>>>>>

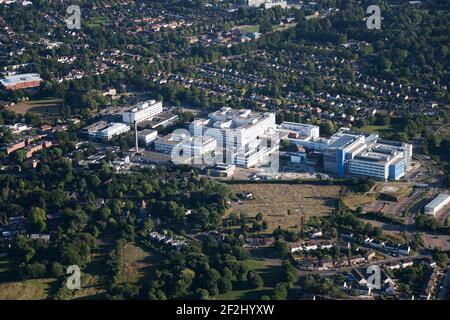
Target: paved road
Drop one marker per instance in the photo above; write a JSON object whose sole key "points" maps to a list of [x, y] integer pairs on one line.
{"points": [[388, 260]]}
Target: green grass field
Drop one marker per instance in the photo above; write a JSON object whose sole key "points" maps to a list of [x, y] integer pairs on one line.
{"points": [[137, 263], [262, 261], [249, 28]]}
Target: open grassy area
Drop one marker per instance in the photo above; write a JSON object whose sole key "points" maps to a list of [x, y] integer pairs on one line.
{"points": [[265, 262], [286, 205], [249, 28], [49, 107], [98, 21], [355, 200], [36, 289], [137, 263], [393, 191]]}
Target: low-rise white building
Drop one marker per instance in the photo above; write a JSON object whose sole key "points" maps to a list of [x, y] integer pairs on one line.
{"points": [[112, 130], [142, 111], [147, 136]]}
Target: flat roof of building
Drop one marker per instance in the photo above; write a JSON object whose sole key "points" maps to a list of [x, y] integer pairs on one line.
{"points": [[227, 118], [341, 142], [171, 139]]}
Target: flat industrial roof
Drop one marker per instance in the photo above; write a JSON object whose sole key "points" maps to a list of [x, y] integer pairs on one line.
{"points": [[342, 141]]}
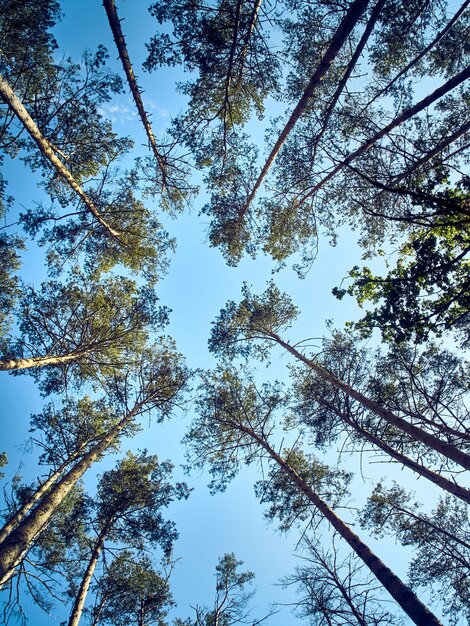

<<<<<

Work order
Which lines of the data hold the string "flat"? Return each of them.

Final answer
Target: flat roof of building
Target: flat industrial roof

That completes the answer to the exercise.